BEGIN Data provided
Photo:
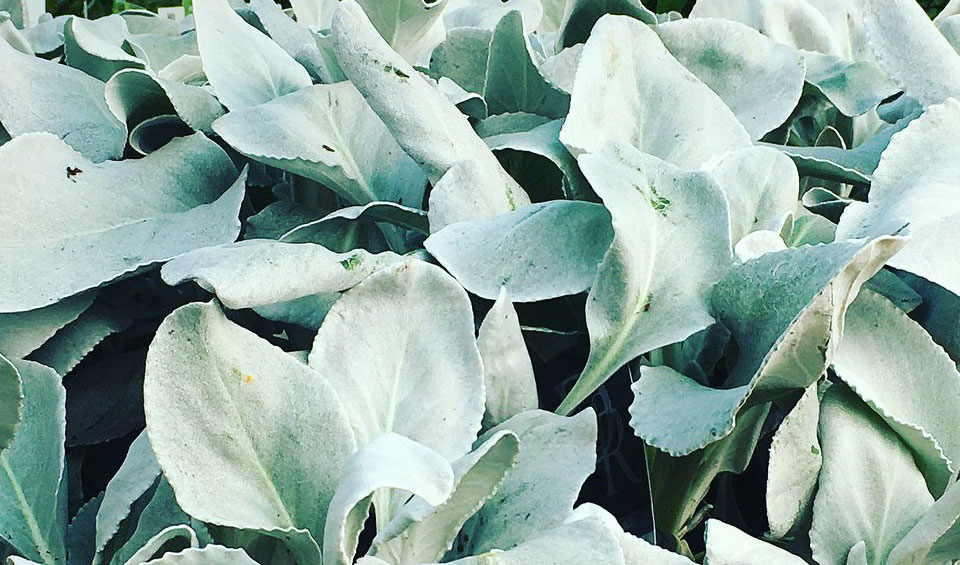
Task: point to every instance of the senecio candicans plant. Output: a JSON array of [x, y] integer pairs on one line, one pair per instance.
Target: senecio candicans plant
[[312, 274]]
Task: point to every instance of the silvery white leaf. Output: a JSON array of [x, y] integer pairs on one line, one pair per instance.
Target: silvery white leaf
[[221, 406], [376, 343], [94, 223], [38, 95], [245, 67], [390, 461], [627, 89], [537, 252]]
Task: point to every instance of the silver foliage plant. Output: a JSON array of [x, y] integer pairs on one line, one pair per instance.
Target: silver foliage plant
[[759, 202]]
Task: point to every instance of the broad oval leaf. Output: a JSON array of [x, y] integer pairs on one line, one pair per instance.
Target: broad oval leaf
[[537, 252], [627, 89], [248, 436], [400, 351], [245, 67], [33, 517]]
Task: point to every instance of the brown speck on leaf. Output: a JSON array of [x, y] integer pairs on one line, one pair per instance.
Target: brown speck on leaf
[[72, 172]]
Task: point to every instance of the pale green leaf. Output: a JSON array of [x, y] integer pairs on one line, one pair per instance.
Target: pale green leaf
[[510, 385], [893, 364], [757, 78], [536, 252], [376, 343], [870, 488], [627, 90], [32, 518], [422, 532], [245, 67], [248, 436], [794, 465], [557, 454], [38, 95], [727, 545], [390, 461], [643, 297], [93, 223], [329, 134]]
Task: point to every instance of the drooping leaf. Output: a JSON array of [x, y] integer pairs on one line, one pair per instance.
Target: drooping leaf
[[786, 338], [391, 461], [526, 251], [426, 125], [222, 407], [375, 354], [758, 79], [643, 298], [556, 455], [870, 488], [893, 365], [38, 95], [422, 532], [509, 383], [327, 133], [93, 223], [245, 67]]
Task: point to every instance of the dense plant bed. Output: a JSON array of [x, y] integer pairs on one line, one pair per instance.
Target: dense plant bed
[[522, 282]]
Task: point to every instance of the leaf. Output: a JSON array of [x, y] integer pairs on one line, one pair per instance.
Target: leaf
[[160, 514], [99, 223], [583, 541], [136, 475], [514, 84], [410, 27], [785, 310], [221, 404], [245, 67], [557, 453], [80, 533], [580, 17], [156, 544], [422, 532], [535, 252], [627, 89], [38, 95], [388, 461], [913, 186], [757, 78], [911, 50], [99, 47], [934, 538], [727, 545], [870, 488], [892, 364], [329, 134], [64, 351], [11, 402], [509, 382], [642, 297], [261, 272], [33, 516], [854, 87], [134, 96], [794, 465], [426, 125], [23, 332], [209, 555], [761, 186], [374, 348]]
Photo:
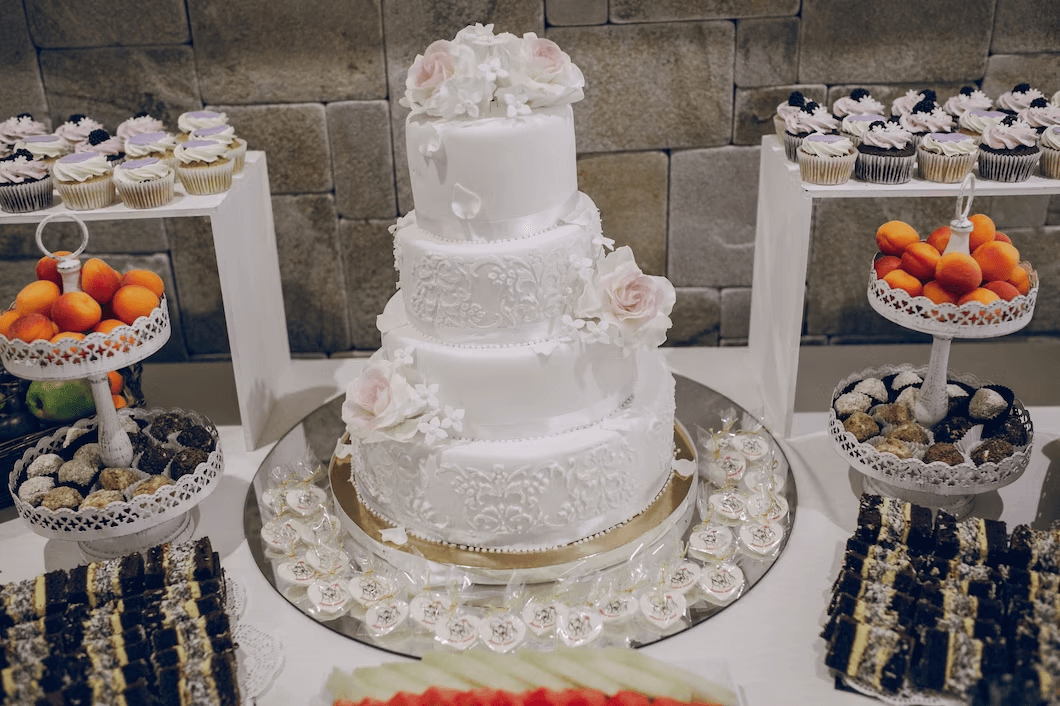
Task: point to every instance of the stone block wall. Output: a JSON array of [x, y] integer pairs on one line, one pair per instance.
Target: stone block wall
[[678, 95]]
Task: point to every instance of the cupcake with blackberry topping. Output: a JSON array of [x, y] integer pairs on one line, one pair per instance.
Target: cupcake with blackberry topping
[[784, 110], [926, 117], [204, 168], [810, 119], [111, 147], [24, 183], [969, 99], [904, 104], [139, 124], [946, 157], [859, 103], [1018, 99], [853, 127], [85, 180], [226, 135], [17, 128], [1040, 115], [1008, 151], [886, 154], [76, 129]]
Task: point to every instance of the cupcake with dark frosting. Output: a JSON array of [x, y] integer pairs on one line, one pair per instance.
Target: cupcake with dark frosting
[[886, 154], [1008, 151]]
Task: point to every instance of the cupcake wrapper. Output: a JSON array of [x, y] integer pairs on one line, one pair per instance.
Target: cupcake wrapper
[[883, 169], [86, 195], [826, 171], [147, 194], [942, 169], [791, 145], [237, 155], [205, 180], [25, 197], [1007, 168], [1049, 163]]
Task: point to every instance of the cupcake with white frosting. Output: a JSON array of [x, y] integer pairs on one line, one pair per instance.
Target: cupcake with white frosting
[[159, 145], [886, 154], [1048, 142], [193, 120], [225, 135], [1008, 151], [826, 159], [139, 124], [24, 183], [202, 166], [969, 99], [85, 180], [17, 128], [144, 183], [946, 157], [973, 122], [853, 127]]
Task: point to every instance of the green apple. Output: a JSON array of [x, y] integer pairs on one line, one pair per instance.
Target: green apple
[[59, 401]]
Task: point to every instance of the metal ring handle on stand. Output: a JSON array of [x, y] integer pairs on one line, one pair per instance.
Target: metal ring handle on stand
[[69, 216]]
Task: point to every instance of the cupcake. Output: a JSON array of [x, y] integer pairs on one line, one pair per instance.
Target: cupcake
[[139, 124], [784, 110], [202, 166], [1008, 151], [859, 103], [159, 145], [76, 129], [1018, 99], [17, 128], [189, 122], [1049, 144], [969, 99], [45, 147], [85, 180], [974, 122], [826, 159], [226, 135], [903, 104], [946, 157], [925, 117], [144, 183], [853, 127], [1040, 115], [810, 119], [100, 141], [24, 183], [885, 155]]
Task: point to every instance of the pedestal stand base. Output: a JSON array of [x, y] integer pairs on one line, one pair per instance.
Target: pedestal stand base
[[178, 529], [958, 506]]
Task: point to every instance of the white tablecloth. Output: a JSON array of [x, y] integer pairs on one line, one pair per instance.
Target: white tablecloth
[[766, 642]]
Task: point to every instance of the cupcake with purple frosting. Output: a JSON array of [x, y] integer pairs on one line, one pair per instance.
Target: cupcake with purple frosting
[[85, 180], [859, 103], [202, 166], [24, 183], [144, 183], [811, 119], [226, 135], [969, 99], [853, 127], [946, 157], [826, 159], [1008, 151], [886, 154]]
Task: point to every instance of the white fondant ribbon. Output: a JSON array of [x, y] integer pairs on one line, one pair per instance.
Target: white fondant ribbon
[[467, 226]]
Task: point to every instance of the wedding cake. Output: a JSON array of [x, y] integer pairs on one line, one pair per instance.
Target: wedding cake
[[519, 401]]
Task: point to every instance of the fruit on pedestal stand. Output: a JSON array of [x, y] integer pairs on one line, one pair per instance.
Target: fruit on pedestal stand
[[54, 401]]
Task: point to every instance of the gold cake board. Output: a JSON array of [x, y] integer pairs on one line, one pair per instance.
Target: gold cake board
[[670, 508]]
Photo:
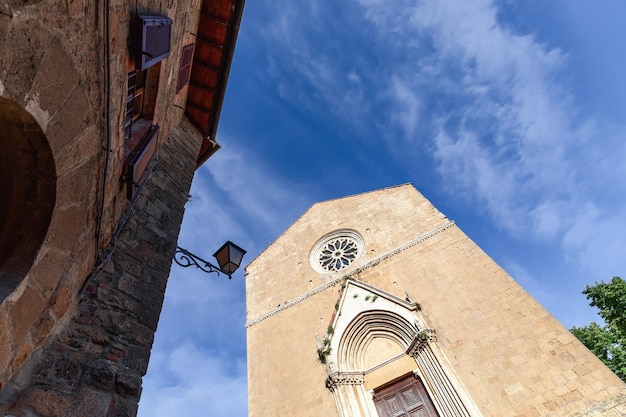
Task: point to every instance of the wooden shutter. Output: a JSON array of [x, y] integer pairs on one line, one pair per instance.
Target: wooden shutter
[[139, 162], [152, 43], [185, 67]]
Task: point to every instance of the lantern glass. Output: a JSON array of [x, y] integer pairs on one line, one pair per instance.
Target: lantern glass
[[229, 257]]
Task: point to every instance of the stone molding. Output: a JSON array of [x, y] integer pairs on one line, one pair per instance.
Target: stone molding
[[422, 339], [448, 224], [344, 378]]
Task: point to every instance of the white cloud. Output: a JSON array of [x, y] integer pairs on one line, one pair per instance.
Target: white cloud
[[510, 135], [194, 383], [253, 190]]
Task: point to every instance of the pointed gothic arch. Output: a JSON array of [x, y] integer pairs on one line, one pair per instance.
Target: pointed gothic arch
[[378, 337]]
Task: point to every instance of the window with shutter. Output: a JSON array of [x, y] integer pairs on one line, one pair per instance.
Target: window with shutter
[[152, 43]]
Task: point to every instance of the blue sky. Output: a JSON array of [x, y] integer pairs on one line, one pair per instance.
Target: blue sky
[[508, 116]]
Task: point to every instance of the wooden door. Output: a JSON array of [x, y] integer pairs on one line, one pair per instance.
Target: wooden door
[[405, 397]]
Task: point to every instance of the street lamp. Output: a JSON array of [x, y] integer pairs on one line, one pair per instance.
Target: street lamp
[[228, 257]]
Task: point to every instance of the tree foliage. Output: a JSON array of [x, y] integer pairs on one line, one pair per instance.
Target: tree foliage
[[607, 342]]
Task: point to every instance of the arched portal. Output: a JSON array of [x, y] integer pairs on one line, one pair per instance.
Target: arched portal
[[27, 192]]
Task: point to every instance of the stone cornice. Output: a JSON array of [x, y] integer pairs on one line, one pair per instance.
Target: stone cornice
[[344, 378], [448, 224]]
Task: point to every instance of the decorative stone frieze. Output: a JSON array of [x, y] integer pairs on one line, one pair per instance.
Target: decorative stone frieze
[[344, 378]]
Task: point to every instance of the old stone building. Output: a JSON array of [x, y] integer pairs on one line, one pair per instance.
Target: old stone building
[[106, 110], [378, 305]]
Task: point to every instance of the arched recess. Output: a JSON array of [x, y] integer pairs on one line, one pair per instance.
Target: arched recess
[[373, 331], [27, 192]]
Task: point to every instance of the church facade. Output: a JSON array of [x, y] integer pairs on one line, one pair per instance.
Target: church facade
[[379, 305]]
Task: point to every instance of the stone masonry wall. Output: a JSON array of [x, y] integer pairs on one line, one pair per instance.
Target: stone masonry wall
[[95, 365], [512, 357]]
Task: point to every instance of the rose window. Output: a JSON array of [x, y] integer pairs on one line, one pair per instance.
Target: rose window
[[336, 251]]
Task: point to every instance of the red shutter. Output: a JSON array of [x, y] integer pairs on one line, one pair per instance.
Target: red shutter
[[137, 170], [185, 67]]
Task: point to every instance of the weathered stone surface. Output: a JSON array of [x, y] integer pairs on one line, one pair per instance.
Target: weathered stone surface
[[76, 339]]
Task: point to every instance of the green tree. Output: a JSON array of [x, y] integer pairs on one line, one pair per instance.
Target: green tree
[[607, 342]]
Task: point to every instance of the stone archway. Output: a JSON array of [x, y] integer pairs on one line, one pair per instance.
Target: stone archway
[[27, 192]]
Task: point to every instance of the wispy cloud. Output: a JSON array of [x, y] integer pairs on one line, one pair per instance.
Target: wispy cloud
[[509, 135], [194, 383]]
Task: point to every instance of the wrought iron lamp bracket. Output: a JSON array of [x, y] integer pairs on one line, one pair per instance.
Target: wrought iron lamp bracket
[[186, 259]]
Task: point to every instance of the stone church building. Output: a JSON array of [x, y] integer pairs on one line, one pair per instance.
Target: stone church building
[[379, 305], [107, 108]]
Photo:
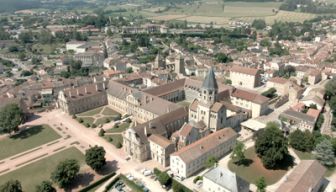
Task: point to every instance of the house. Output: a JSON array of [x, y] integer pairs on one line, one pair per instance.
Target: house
[[252, 101], [308, 176], [245, 77], [219, 179], [76, 46], [192, 158], [314, 76], [280, 84], [161, 148], [299, 120]]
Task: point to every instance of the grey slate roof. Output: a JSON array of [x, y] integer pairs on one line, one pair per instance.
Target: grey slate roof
[[227, 179], [210, 81]]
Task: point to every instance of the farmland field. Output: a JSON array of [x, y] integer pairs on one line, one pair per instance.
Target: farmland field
[[222, 14]]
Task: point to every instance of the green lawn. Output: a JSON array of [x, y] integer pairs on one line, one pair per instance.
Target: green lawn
[[119, 129], [304, 155], [33, 174], [109, 112], [27, 139], [91, 112], [256, 169], [115, 139]]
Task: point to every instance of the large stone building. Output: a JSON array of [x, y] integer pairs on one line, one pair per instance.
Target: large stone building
[[245, 77], [192, 158], [219, 179], [82, 98], [207, 108], [255, 103], [136, 139]]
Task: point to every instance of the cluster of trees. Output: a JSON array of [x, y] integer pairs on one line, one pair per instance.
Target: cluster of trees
[[74, 69], [64, 173], [272, 146], [11, 116], [331, 97], [324, 146]]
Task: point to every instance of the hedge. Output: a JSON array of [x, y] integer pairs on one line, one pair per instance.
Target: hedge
[[95, 184]]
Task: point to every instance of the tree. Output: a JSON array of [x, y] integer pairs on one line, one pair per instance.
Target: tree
[[238, 153], [45, 186], [164, 178], [95, 157], [222, 58], [11, 116], [211, 161], [302, 141], [65, 172], [11, 186], [330, 88], [261, 184], [272, 146], [325, 153]]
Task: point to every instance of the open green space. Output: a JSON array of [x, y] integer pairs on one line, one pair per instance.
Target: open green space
[[304, 155], [34, 173], [121, 128], [255, 169], [115, 139], [109, 112], [27, 139], [91, 112]]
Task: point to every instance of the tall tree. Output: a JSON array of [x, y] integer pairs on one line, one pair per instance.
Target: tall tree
[[261, 184], [11, 186], [45, 186], [11, 116], [95, 157], [325, 153], [65, 172], [238, 153], [272, 146]]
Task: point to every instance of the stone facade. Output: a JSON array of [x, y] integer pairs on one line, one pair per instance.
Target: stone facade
[[245, 77]]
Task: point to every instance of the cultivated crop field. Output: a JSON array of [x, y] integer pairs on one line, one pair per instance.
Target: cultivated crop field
[[222, 13]]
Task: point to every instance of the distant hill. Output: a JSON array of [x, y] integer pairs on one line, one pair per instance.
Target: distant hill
[[14, 5]]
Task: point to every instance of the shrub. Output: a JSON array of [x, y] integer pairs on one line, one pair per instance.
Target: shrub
[[119, 145], [101, 133]]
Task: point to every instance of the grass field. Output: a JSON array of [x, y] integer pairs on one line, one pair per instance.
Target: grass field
[[304, 155], [222, 14], [119, 129], [33, 174], [91, 112], [256, 169], [115, 139], [27, 139]]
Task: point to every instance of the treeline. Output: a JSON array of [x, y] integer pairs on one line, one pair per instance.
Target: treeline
[[14, 5], [307, 6]]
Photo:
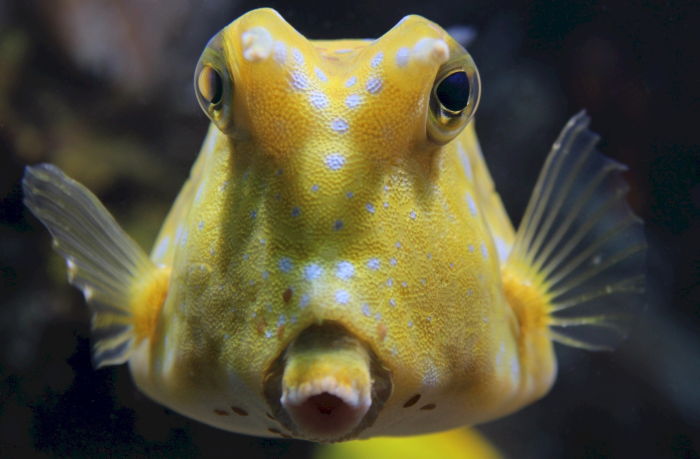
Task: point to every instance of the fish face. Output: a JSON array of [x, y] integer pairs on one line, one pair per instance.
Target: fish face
[[338, 264]]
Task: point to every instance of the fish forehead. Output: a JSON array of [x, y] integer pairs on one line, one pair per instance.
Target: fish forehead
[[296, 96], [293, 226]]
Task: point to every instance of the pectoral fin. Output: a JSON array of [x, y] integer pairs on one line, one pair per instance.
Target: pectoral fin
[[577, 265], [124, 289]]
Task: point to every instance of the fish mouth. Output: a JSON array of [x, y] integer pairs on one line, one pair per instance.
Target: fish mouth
[[327, 385], [326, 408]]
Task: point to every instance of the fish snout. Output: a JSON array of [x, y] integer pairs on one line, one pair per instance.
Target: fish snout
[[327, 385]]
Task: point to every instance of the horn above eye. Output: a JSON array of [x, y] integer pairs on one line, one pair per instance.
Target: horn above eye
[[453, 98]]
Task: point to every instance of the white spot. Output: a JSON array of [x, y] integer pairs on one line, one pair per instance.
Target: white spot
[[298, 56], [402, 56], [353, 100], [318, 99], [484, 250], [345, 270], [300, 81], [431, 49], [181, 235], [339, 125], [466, 164], [313, 271], [502, 248], [471, 203], [320, 75], [335, 161], [374, 85], [286, 264], [162, 247], [377, 60], [430, 377], [342, 297], [279, 52], [200, 193]]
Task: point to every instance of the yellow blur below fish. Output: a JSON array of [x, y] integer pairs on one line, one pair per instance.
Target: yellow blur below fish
[[338, 264]]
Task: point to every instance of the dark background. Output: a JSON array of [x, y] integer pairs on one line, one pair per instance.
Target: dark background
[[103, 89]]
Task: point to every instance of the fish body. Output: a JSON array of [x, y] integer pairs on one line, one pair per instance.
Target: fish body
[[338, 265]]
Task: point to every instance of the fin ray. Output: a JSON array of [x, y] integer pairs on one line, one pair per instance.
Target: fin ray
[[580, 244], [103, 261]]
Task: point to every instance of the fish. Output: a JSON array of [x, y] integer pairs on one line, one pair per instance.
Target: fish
[[339, 264]]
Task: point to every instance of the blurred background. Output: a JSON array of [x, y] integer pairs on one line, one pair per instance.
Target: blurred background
[[104, 90]]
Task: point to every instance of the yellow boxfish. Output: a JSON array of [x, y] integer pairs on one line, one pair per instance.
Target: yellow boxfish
[[338, 264]]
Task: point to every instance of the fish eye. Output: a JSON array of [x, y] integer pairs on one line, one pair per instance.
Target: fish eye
[[214, 86], [454, 98], [210, 85], [453, 91]]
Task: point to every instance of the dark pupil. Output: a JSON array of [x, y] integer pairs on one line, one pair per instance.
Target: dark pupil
[[453, 91], [211, 86]]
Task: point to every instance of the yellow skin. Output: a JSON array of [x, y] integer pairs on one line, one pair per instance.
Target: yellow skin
[[260, 216], [338, 264]]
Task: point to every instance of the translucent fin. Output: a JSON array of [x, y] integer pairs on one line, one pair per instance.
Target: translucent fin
[[103, 261], [581, 242]]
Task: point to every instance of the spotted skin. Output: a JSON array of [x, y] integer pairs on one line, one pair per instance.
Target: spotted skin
[[330, 204], [338, 264]]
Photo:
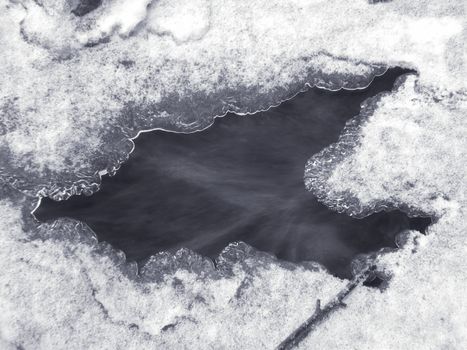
END Data provided
Reproduce the rows starting at the line containing "Task: point to every instance of the rose" and ending at the line containing "[[222, 14]]", requests included, and offset every x and y point coordinate in the answers by 48. Leave the pictures out of your answer.

Task: point to every instance of the rose window. Output: a JSON array of [x, y] integer pairs on one line, one pair per instance.
Target: rose window
[[384, 299]]
Task: point to every instance of the red shutter. Output: a JSON array of [x, y] integer pairs on one line, one pair per instance.
Target: red shutter
[[185, 218], [233, 115]]
Task: point to every instance of the weathered stone surface. Output: a JSON array of [x, y] integer pairs on one line, one pair per instance.
Target: weathered stone surface
[[124, 387]]
Task: point to every instance of the green tree. Output: a JSON array of [x, y] integer pairs on one line, one pair per instance.
Target: green tree
[[655, 390]]
Task: point to every instance of the stone archway. Output: a JSON array of [x, y] integer pairs on one line, one pair per instance.
Target: stone archway
[[75, 240]]
Task: point to every instance of the wispy cloud. Output: a JSON array of [x, y] integer pairs on one line, one pair per instance.
Target: wispy cloud
[[557, 183], [242, 431]]
Task: point to every instance of the wrought iron lamp bracket. Output: a JSON array of [x, y] integer pairs on one line, one pair per instance.
Target: wrought iron lamp bracket
[[234, 307]]
Task: point to every instance of the stone church building. Output: a JSON array of [x, y] integer pairs on one line, one pair per instance.
Target: stone church building
[[427, 353], [155, 156]]
Photo:
Task: point to every instance of the house. Output: a JSON array of [x, y] integer pairs on one line, one pair per instance.
Target: house
[[300, 149], [356, 224], [293, 125], [267, 227], [124, 94], [240, 206], [362, 124], [328, 132], [209, 196], [347, 168]]
Task: point to every instance of the grey slate roof. Output: a JSON array of [x, y] integer pairs on one line, one pair per instance.
Target: grey slate roof
[[275, 227], [258, 129]]
Task: point to every instance of the farmland field. Output: a JSON array of [x, y] integer pairs on one line, one pair per instance.
Target: farmland field
[[270, 62]]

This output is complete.